_Exercise set:_
1. Copy the Ionia Volcano passage word for word, starting at "Modern analysis has" and ending at "National Park Service.".
2. Rewrite the paragraph of the Ionia Volcano passage that begins "The Ionia Volcano (also referred to as Burnt Bluff" as a bulleted list that keeps its main facts.
3. According to the Ionia Volcano passage, how does the United States National Park Service classify the site?

### Extract ###

Geological formation in Nebraska

The Ionia Volcano (also referred to as Burnt Bluff or Volcano Hill) is a heat-producing bluff located east of Newcastle, Nebraska, although it has commonly been mistaken for an active volcano. The site was considered sacred by the Ponca and Arapaho Native American Tribes, and was documented by William Clark on the Lewis and Clark Expedition. The site was active throughout the 1800s until, in 1878, flooding by the Missouri River collapsed a large portion of the bluff and resulted in the abandonment of the nearby town of Ionia, its namesake. Erosion and subsequent flooding has since collapsed the rest of the bluff. The Ionia Volcano has "erupted" twice, once in 1879 and again in 1901, with the latter eruption preceding a period of dormancy. The Ionia Volcano was sporadically active throughout the 1900s but this was largely confined to smoke and steam output. The heat generated by the bluff results from iron sulfide oxidation in carbonaceous shale when it is exposed to moisture and oxygen due to erosion.

Modern analysis has called into question if the bluff was witnessed by the Lewis and Clark Expedition or if another burning bluff in Maskell, Nebraska was observed. The site is classified as a High Potential Historic Site by the United States National Park Service.

### Data to examine ###

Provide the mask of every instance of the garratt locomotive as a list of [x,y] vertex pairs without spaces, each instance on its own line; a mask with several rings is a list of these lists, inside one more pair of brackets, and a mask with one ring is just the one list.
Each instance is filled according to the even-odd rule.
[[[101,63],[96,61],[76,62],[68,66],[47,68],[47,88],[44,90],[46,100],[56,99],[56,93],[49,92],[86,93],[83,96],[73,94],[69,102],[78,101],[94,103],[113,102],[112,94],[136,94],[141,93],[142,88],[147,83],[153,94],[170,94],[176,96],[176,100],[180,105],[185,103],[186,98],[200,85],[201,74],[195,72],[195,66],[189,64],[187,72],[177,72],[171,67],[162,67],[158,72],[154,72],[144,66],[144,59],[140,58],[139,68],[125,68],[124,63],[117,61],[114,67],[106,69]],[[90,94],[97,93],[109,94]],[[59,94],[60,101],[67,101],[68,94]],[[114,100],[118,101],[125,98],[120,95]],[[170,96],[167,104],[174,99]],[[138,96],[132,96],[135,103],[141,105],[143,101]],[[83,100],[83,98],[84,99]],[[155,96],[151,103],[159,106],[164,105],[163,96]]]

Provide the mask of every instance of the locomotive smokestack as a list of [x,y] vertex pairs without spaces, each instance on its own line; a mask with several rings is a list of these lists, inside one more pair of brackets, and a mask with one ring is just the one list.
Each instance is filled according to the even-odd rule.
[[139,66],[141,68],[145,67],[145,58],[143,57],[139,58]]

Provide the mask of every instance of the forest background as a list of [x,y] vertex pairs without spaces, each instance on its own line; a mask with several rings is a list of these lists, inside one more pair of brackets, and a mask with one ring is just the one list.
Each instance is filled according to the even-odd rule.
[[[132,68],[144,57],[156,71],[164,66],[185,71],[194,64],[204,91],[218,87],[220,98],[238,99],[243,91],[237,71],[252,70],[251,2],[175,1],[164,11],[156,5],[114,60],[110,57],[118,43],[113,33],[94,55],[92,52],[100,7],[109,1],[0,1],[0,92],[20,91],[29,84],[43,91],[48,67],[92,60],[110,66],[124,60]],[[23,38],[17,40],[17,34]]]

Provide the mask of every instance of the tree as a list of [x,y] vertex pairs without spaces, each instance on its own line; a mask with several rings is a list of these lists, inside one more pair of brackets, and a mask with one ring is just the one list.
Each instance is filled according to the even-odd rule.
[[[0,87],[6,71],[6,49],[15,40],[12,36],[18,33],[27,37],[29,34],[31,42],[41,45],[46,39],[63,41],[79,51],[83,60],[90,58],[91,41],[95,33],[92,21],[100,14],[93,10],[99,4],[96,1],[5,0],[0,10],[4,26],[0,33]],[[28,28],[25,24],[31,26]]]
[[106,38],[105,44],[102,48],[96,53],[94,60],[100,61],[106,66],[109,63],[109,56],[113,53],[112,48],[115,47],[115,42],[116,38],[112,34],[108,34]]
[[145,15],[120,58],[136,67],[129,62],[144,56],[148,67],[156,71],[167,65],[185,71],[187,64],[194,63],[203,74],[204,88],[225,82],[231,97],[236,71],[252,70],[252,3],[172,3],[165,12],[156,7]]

###

_Exercise responses:_
1.
Modern analysis has called into question if the bluff was witnessed by the Lewis and Clark Expedition or if another burning bluff in Maskell, Nebraska was observed. The site is classified as a High Potential Historic Site by the United States National Park Service.

2.
- The Ionia Volcano, also called Burnt Bluff or Volcano Hill, is a heat-producing bluff east of Newcastle, Nebraska, often mistaken for an active volcano.
- The Ponca and Arapaho tribes considered it sacred, and William Clark documented it on the Lewis and Clark Expedition.
- It was active throughout the 1800s. In 1878, Missouri River flooding collapsed much of the bluff, and the nearby town of Ionia, its namesake, was abandoned.
- Erosion and later flooding have since collapsed the rest of the bluff.
- It "erupted" in 1879 and 1901. A period of dormancy followed the second eruption.
- Its sporadic activity in the 1900s was mostly smoke and steam.
- Its heat comes from iron sulfide oxidizing in carbonaceous shale when erosion exposes the shale to moisture and oxygen.

3. It classifies the site as a High Potential Historic Site.